Records contained in a dataset:

++++++++++++++++++++

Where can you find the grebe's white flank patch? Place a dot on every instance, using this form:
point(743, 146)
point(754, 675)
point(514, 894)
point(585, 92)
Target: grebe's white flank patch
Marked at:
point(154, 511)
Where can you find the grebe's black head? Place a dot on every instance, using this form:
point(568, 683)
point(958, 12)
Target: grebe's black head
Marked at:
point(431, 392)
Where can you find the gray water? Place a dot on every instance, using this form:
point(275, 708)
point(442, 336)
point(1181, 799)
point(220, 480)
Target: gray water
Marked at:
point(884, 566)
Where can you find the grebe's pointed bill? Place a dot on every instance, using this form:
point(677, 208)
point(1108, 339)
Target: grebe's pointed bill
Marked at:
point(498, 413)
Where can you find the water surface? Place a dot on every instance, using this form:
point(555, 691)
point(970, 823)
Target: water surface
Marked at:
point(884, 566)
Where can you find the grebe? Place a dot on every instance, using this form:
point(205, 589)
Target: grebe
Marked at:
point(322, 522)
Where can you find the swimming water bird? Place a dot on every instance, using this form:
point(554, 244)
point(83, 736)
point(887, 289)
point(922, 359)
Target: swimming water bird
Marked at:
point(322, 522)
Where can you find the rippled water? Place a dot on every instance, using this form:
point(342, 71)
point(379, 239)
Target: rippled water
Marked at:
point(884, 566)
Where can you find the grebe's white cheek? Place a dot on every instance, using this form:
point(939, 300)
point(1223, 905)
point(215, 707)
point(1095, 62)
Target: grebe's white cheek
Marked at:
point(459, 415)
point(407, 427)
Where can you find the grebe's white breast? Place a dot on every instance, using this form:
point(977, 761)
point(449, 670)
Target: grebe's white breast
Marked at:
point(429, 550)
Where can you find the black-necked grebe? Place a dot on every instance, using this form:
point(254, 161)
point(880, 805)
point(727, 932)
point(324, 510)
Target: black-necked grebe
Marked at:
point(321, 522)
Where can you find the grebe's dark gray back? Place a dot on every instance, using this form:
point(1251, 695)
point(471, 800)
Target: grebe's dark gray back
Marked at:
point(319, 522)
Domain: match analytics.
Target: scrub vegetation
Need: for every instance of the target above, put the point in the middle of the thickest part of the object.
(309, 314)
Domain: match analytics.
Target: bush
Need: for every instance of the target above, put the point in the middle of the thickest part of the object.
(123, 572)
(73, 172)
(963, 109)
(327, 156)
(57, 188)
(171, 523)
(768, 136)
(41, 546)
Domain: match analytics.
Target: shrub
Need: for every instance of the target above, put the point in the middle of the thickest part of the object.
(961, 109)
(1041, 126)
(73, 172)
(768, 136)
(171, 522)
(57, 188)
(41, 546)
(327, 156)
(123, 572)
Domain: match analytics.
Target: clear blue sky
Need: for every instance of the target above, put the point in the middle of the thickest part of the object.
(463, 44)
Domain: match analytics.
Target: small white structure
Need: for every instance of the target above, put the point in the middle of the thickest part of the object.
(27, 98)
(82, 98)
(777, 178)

++++++++++++++++++++

● WORK TASK: Every entry needs to be copied exactly as it was written.

● OUTPUT FOR THIS EXERCISE:
Where can you find the grebe's white flank patch? Place a dot on every instance, using this form:
point(743, 146)
point(754, 675)
point(514, 894)
point(585, 92)
Target: grebe's white flank patch
Marked at:
point(154, 511)
Where can you find the grebe's black head? Place a dot on every instance, using this form:
point(568, 683)
point(958, 12)
Target: grebe's black head
Marked at:
point(431, 392)
Where can you find the gray water? Place a dot on every instance, using this form:
point(275, 708)
point(442, 336)
point(1181, 799)
point(220, 480)
Target: gray water
Marked at:
point(884, 566)
Where can you find the grebe's pointed bill? Place a dot on every instance, using this form:
point(677, 208)
point(1108, 339)
Target: grebe's pointed bill
Marked at:
point(498, 413)
Where can you find the water surface? Place a dot on every instance, using this form:
point(555, 691)
point(970, 823)
Target: water surface
Marked at:
point(884, 566)
Where can you find the grebe? Place a dot on every instance, using this form:
point(205, 589)
Target: grebe
Marked at:
point(322, 522)
Where can you find the swimming water bird? Place a dot on every instance, using this form:
point(554, 244)
point(83, 736)
point(887, 289)
point(922, 359)
Target: swimming water bird
Marked at:
point(322, 522)
Where can you find the rippled water? Place a dot on every instance, using this form:
point(342, 71)
point(379, 239)
Target: rippled water
Marked at:
point(884, 566)
Where can you find the grebe's white cheek? Place a dot on every instance, using this form:
point(939, 300)
point(1223, 905)
point(215, 707)
point(1095, 62)
Target: grebe's white cheek
Marked at:
point(459, 415)
point(407, 427)
Where can you find the grebe's white breast? Place a dot on every instance, using this form:
point(977, 761)
point(449, 670)
Target: grebe's white breast
Marked at:
point(429, 550)
Where can you find the black-necked grebe? Place a dot on every instance, using this form:
point(254, 161)
point(880, 805)
point(727, 932)
point(324, 510)
Target: black-necked grebe
Marked at:
point(321, 522)
Where can you find the grebe's dark gray back? Place a dot on every instance, using this form:
point(1251, 695)
point(471, 800)
Target: grebe's dark gray back
Marked at:
point(319, 522)
Domain: match analytics.
Target: scrub vegetation
Need: for every instance of the target above, put the point in the middle of the thickest part of the object.
(309, 314)
Domain: match analytics.
Target: bush
Need: for every instance of the target above, put the point in the middle of the thickest part of the object.
(123, 572)
(73, 172)
(963, 109)
(327, 156)
(57, 188)
(171, 523)
(768, 136)
(41, 546)
Domain: match analytics.
Target: shrub
Need: for every instance of the target above, put the point in the middle of the thickest part of the object.
(961, 109)
(1041, 126)
(73, 172)
(768, 136)
(171, 522)
(57, 188)
(41, 546)
(327, 156)
(123, 572)
Domain: match analytics.
Target: clear blue sky
Need: for every instance of the target above, put the point in the middle of the thickest part of the object.
(463, 44)
Domain: match analytics.
Target: small white structure
Need: for every instance of the target above, put the point in the middle of the thickest part of the object.
(27, 98)
(82, 98)
(777, 178)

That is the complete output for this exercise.